*Exercise directions:* Your response must be the entire set of entries, reproduced word for word.

Records excerpted from a collection
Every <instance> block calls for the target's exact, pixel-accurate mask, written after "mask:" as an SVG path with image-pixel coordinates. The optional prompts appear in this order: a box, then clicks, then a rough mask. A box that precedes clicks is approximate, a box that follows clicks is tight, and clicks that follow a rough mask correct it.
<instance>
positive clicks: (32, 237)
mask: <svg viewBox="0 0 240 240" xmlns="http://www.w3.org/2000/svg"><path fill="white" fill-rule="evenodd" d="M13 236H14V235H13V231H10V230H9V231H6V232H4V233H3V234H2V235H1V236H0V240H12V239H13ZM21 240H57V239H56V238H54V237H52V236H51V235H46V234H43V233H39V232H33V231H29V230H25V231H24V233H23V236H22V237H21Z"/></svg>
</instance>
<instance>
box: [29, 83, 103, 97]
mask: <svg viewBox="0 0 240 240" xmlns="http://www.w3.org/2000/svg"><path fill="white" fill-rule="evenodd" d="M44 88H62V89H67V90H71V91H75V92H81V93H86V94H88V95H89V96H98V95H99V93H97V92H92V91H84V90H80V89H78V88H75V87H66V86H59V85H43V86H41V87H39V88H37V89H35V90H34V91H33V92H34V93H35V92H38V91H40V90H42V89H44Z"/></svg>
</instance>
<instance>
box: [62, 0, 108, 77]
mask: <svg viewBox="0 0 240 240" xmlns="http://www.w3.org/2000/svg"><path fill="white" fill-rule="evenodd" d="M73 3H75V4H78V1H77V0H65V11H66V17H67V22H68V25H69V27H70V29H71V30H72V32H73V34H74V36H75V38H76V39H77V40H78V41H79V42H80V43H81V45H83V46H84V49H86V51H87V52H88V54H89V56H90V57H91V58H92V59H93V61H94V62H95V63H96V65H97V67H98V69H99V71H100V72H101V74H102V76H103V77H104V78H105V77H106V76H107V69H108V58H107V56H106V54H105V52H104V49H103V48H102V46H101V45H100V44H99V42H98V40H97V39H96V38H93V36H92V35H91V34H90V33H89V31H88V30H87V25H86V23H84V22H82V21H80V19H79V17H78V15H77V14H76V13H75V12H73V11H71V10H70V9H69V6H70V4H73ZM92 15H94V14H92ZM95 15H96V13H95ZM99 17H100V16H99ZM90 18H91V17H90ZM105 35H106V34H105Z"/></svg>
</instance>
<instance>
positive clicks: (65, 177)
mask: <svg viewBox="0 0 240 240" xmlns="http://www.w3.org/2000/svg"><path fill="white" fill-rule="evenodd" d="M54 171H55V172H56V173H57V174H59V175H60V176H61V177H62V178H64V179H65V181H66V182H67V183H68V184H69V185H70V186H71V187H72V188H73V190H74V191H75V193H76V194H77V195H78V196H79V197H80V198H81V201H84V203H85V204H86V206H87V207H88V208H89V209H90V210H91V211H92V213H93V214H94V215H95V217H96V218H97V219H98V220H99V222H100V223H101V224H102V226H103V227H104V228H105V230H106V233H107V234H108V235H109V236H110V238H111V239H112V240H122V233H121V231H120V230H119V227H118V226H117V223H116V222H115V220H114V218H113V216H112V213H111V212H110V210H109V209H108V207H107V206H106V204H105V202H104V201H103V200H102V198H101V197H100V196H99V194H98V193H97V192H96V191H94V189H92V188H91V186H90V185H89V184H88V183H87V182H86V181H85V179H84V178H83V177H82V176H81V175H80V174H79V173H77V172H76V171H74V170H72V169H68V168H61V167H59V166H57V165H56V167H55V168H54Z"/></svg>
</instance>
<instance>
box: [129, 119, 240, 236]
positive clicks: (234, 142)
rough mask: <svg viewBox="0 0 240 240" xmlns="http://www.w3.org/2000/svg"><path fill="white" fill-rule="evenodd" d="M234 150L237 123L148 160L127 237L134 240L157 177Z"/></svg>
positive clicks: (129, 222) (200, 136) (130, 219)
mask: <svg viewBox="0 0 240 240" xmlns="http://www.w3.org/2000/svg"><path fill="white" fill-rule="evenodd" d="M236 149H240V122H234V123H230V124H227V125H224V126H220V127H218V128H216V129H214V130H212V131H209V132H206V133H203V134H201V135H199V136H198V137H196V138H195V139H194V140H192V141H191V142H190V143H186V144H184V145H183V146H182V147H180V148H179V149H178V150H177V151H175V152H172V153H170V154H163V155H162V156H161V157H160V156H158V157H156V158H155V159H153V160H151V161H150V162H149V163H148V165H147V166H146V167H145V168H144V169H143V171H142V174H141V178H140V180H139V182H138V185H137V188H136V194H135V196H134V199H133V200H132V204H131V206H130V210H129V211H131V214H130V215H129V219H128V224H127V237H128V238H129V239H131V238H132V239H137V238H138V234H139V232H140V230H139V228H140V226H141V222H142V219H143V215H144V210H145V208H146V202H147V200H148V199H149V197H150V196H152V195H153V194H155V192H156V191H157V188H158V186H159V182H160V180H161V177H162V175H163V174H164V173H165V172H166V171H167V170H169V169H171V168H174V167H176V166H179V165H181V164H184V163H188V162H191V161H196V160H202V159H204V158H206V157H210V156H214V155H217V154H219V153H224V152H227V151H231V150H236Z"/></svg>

*Task response:*
Every <instance> block calls for the target's exact, pixel-accurate mask, written after "mask:" as an SVG path with image-pixel coordinates. The optional prompts appear in this order: a box, then clicks, then a rough mask. A box that precedes clicks is approximate, a box that follows clicks is tight, and clicks that follow a rough mask correct it.
<instance>
positive clicks: (32, 237)
mask: <svg viewBox="0 0 240 240" xmlns="http://www.w3.org/2000/svg"><path fill="white" fill-rule="evenodd" d="M13 236H14V235H13V231H10V230H9V231H6V232H4V233H3V234H2V235H1V236H0V240H12V239H13ZM21 240H57V239H56V238H54V237H52V236H51V235H46V234H43V233H39V232H33V231H29V230H25V231H24V233H23V236H22V237H21Z"/></svg>
</instance>
<instance>
box: [29, 83, 103, 97]
mask: <svg viewBox="0 0 240 240" xmlns="http://www.w3.org/2000/svg"><path fill="white" fill-rule="evenodd" d="M44 88H62V89H67V90H71V91H75V92H81V93H86V94H88V95H89V96H98V95H99V93H97V92H92V91H84V90H80V89H78V88H75V87H66V86H59V85H43V86H41V87H39V88H37V89H35V90H34V91H33V92H34V93H35V92H38V91H40V90H42V89H44Z"/></svg>
</instance>
<instance>
box: [62, 0, 108, 77]
mask: <svg viewBox="0 0 240 240" xmlns="http://www.w3.org/2000/svg"><path fill="white" fill-rule="evenodd" d="M73 3H75V4H78V1H77V0H65V11H66V17H67V22H68V25H69V27H70V29H71V30H72V32H73V34H74V36H75V38H76V39H77V40H78V41H79V42H80V43H81V45H83V46H84V49H86V51H87V52H88V54H89V56H90V57H91V58H92V59H93V61H94V62H95V63H96V65H97V67H98V69H99V71H100V72H101V74H102V76H103V77H104V78H105V77H106V76H107V69H108V58H107V56H106V54H105V52H104V49H103V48H102V46H101V45H100V44H99V42H98V40H97V39H96V38H93V36H92V35H91V34H90V33H89V31H88V30H87V25H86V23H84V22H82V21H80V19H79V17H78V15H77V14H76V13H75V12H73V11H71V10H70V9H69V6H70V4H73ZM92 15H94V14H92ZM95 15H96V13H95ZM99 17H100V16H99ZM90 18H91V17H90ZM105 35H106V34H105Z"/></svg>
</instance>
<instance>
positive clicks: (65, 177)
mask: <svg viewBox="0 0 240 240" xmlns="http://www.w3.org/2000/svg"><path fill="white" fill-rule="evenodd" d="M54 171H55V172H56V173H57V174H59V175H60V176H61V177H62V178H64V179H65V181H66V182H67V183H68V184H69V185H70V186H71V187H72V188H73V190H74V191H75V193H76V194H77V195H78V196H79V197H80V198H81V201H84V203H85V204H86V206H87V207H88V208H89V209H90V210H91V211H92V213H93V214H94V215H95V217H96V218H97V219H98V220H99V222H100V223H101V224H102V226H103V227H104V228H105V230H106V233H107V234H108V235H109V236H110V238H111V239H112V240H122V233H121V231H120V230H119V227H118V226H117V223H116V222H115V220H114V218H113V216H112V213H111V212H110V210H109V209H108V207H107V206H106V204H105V202H104V201H103V200H102V198H101V197H100V196H99V194H98V193H97V192H96V191H94V189H92V188H91V186H90V185H89V184H88V183H87V182H86V181H85V179H84V178H83V177H82V176H81V175H80V174H79V173H77V172H76V171H74V170H72V169H68V168H61V167H59V166H57V165H56V167H55V168H54Z"/></svg>
</instance>
<instance>
box: [129, 119, 240, 236]
positive clicks: (234, 142)
rough mask: <svg viewBox="0 0 240 240" xmlns="http://www.w3.org/2000/svg"><path fill="white" fill-rule="evenodd" d="M234 150L237 123L148 160L127 237L134 240L157 177Z"/></svg>
positive clicks: (129, 222) (200, 136) (130, 219)
mask: <svg viewBox="0 0 240 240" xmlns="http://www.w3.org/2000/svg"><path fill="white" fill-rule="evenodd" d="M236 149H240V122H234V123H230V124H227V125H224V126H220V127H218V128H216V129H214V130H212V131H209V132H206V133H203V134H201V135H199V136H198V137H196V138H195V139H194V140H192V141H191V142H190V143H186V144H184V145H183V146H182V147H180V148H179V149H178V150H177V151H175V152H172V153H170V154H163V155H162V156H161V157H160V156H158V157H156V158H155V159H153V160H151V161H150V162H149V163H148V165H147V166H146V167H145V168H144V169H143V171H142V174H141V178H140V180H139V182H138V185H137V188H136V194H135V196H134V199H133V200H132V204H131V206H130V210H129V211H131V214H130V215H129V219H128V224H127V237H128V238H129V239H131V238H132V239H137V238H138V234H139V232H140V230H139V228H140V226H141V222H142V219H143V215H144V210H145V208H146V202H147V200H148V199H149V197H150V196H152V195H153V194H155V192H156V191H157V188H158V186H159V182H160V180H161V177H162V175H163V174H164V173H165V172H166V171H167V170H169V169H171V168H174V167H176V166H179V165H181V164H184V163H188V162H191V161H196V160H202V159H204V158H206V157H210V156H214V155H217V154H219V153H224V152H227V151H231V150H236Z"/></svg>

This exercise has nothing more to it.